*YOUR GOAL*:
For every line in the data below that contains "post", copy the line.

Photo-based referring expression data
--
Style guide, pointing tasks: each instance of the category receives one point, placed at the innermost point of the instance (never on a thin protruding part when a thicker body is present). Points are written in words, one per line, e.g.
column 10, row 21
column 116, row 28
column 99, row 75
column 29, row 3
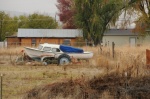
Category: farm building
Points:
column 124, row 37
column 32, row 37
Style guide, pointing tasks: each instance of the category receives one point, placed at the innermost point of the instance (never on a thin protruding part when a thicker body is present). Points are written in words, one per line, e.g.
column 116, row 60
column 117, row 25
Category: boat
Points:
column 55, row 51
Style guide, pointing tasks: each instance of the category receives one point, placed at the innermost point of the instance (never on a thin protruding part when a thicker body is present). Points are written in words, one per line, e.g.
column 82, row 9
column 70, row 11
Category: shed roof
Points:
column 72, row 33
column 120, row 32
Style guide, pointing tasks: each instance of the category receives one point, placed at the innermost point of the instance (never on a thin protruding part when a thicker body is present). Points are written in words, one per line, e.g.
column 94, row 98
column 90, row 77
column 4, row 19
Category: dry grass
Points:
column 129, row 62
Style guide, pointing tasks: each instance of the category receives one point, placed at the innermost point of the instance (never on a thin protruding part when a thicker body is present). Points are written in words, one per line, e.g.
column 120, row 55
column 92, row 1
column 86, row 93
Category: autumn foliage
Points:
column 66, row 13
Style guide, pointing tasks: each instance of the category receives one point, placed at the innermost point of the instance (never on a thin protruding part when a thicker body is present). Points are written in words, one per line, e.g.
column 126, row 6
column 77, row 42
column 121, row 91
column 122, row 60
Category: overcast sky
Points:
column 29, row 6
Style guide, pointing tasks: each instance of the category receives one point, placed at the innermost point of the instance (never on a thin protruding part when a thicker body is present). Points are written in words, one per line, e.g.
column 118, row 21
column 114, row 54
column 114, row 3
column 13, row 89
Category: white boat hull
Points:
column 38, row 54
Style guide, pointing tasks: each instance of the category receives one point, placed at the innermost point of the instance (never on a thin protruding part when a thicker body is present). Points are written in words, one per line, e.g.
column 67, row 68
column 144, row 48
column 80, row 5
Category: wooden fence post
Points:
column 113, row 51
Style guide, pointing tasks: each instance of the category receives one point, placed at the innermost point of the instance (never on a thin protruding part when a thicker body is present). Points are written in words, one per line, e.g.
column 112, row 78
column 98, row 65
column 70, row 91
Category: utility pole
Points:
column 1, row 30
column 1, row 76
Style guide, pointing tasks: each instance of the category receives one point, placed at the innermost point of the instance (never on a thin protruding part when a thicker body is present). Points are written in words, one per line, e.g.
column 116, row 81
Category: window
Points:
column 47, row 49
column 67, row 42
column 33, row 41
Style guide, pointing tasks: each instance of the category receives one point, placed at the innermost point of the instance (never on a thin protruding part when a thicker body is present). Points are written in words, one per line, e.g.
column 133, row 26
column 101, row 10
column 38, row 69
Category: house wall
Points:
column 13, row 41
column 146, row 40
column 118, row 40
column 125, row 40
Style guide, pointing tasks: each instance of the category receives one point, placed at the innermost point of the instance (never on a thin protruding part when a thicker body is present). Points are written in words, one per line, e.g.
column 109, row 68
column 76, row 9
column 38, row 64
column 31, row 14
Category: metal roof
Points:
column 120, row 32
column 72, row 33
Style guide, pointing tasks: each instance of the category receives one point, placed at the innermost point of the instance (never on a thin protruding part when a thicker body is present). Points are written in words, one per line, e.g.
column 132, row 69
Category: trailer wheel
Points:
column 47, row 60
column 64, row 59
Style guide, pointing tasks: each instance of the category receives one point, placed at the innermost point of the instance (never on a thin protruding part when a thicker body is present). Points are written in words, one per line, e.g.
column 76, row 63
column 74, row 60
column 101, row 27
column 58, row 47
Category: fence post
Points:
column 1, row 85
column 113, row 47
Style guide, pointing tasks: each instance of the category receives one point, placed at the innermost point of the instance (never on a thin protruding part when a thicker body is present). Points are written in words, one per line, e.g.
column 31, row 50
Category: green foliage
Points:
column 94, row 16
column 8, row 25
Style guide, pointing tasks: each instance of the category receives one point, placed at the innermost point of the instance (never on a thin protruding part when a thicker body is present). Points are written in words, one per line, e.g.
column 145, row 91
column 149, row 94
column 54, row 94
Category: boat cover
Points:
column 70, row 49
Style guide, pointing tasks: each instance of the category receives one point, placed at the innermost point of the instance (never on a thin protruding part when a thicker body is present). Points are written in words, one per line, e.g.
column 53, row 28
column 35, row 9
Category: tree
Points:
column 94, row 17
column 8, row 25
column 142, row 7
column 66, row 13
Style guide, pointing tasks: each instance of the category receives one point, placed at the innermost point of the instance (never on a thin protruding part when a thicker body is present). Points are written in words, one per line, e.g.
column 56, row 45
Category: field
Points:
column 103, row 77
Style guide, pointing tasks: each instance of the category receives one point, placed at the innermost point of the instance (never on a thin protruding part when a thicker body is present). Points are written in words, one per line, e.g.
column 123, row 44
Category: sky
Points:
--
*FINISHED EXERCISE*:
Category: wooden fence post
Category: fence post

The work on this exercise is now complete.